» 阅读摘录:
- - -

Flink源码解析之Job提交(下)

作者: 小C菜鸟 | 来源:发表于2018-03-17 17:50 被阅读75次

Flink源码解析之Job提交(下)
Flink源码解析之Job提交(上)
MapReduce之InputFormat数据输入
Flink kafka source源码解析(三)
Flink 源码解析系列文章（持续更新ing）
Flink kafka source源码解析
Flink源码解析之JobManager接收Job
spark源码阅读之scheduler模块②
flink 提交job
Flink源码阅读之基于Flink1.10的任务执行流程

上一篇文章我们讲解了通过命令行将一个Job提交到TaskManager的整体过程，但是我们中间忽略了一些细节，比如Job提交到集群的哪些节点，JobGraph是什么，它是如何生成的？JobClient又是如何将Job提交到集群中的等等，本文会为你一一解决这些问题。

Flink运行时环境

Flink运行时主要包含两种类型的处理器:

JobManager: 主要负责协调分布式执行。调度任务，协调Checkpoint，协调故障时容错功能等。
TaskManager: 执行数据流的Task(或更具体地说，子任务)，并缓冲和交换数据流。

根据JobManager和TaskManager的分工和名称，应该可以很显然的看出JobClient提交Job到JobManager节点上，并通过它将子任务分配到TaskManager上执行。

- - -

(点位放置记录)
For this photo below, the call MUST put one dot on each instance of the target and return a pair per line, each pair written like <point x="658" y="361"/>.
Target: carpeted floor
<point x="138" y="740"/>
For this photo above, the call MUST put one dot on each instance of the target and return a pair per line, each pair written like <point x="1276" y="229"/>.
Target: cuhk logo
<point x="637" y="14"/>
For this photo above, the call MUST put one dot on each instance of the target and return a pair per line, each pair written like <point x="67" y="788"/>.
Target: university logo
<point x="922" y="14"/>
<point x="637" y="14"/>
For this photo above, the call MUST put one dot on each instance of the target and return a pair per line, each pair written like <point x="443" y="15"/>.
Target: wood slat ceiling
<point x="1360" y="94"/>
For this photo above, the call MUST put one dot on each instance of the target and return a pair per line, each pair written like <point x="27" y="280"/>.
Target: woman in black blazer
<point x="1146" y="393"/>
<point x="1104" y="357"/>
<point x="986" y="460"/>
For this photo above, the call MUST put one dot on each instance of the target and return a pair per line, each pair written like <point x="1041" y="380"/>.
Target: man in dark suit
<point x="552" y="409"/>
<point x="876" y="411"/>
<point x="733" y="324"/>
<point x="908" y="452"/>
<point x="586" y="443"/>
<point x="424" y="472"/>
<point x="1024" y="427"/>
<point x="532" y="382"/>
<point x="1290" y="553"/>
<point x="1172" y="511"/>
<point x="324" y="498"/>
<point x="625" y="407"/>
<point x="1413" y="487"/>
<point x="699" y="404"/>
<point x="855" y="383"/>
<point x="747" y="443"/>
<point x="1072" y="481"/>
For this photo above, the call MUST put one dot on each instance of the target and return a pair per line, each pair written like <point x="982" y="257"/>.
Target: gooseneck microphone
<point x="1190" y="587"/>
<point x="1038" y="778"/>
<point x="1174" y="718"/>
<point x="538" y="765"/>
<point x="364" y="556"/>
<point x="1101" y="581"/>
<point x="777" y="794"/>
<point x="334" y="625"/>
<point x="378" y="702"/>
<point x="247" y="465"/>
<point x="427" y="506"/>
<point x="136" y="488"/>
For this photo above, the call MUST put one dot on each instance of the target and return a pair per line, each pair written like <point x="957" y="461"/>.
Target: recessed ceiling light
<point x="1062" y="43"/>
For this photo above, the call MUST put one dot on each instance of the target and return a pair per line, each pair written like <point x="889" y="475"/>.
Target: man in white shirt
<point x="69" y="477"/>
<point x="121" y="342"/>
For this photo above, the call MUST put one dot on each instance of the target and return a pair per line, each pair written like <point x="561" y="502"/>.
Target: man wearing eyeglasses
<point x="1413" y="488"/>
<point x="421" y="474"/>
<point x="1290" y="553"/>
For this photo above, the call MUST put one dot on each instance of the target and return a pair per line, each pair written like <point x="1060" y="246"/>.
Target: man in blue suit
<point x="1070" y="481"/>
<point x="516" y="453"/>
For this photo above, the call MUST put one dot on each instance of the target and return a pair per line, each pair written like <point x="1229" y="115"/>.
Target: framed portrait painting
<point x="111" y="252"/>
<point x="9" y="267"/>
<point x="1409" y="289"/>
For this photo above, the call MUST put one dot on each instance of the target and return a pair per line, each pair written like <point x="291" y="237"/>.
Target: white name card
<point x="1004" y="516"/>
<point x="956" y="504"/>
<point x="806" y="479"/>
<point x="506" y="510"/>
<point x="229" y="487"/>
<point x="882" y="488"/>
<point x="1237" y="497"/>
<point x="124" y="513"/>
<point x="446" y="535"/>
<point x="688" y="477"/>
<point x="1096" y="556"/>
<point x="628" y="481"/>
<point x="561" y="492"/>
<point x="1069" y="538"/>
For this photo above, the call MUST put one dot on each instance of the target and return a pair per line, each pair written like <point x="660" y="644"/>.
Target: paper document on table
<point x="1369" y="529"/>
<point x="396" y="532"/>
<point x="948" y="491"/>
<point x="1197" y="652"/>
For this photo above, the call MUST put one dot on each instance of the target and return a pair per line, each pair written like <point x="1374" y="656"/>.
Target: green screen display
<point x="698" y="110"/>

- - -

» 本题任务: 请逐字誊录这段关于Flink Job提交的摘录中的一部分：从含有“上一篇文章我们讲解了通过命令”的词句开始，到“任务)，并缓冲和交换数据流。”为止。 请仅依据该摘录作答。

» 书面作答:
上一篇文章我们讲解了通过命令行将一个Job提交到TaskManager的整体过程，但是我们中间忽略了一些细节，比如Job提交到集群的哪些节点，JobGraph是什么，它是如何生成的？JobClient又是如何将Job提交到集群中的等等，本文会为你一一解决这些问题。

Flink运行时环境

Flink运行时主要包含两种类型的处理器:

JobManager: 主要负责协调分布式执行。调度任务，协调Checkpoint，协调故障时容错功能等。
TaskManager: 执行数据流的Task(或更具体地说，子任务)，并缓冲和交换数据流。